Entries from a dataset:

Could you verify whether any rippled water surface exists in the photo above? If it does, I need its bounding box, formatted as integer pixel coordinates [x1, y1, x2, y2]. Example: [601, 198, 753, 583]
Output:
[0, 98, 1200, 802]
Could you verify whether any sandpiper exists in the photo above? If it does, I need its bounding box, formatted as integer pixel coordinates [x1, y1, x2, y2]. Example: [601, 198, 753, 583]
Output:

Task objective: Reproduce every one of the records above word for word, with no changes.

The reply:
Could you verify whether any rippled water surface exists in the photo above? If it does, I need its bounding box, formatted as integer pixel coordinates [x1, y1, x2, y2]. Example: [601, 198, 753, 583]
Output:
[0, 98, 1200, 802]
Could you verify whether any sandpiper exists in the photo above? If it does, I need its bounding box, formatted as integer pixel coordinates [x1, y1, x2, y2]. Example: [601, 198, 753, 583]
Output:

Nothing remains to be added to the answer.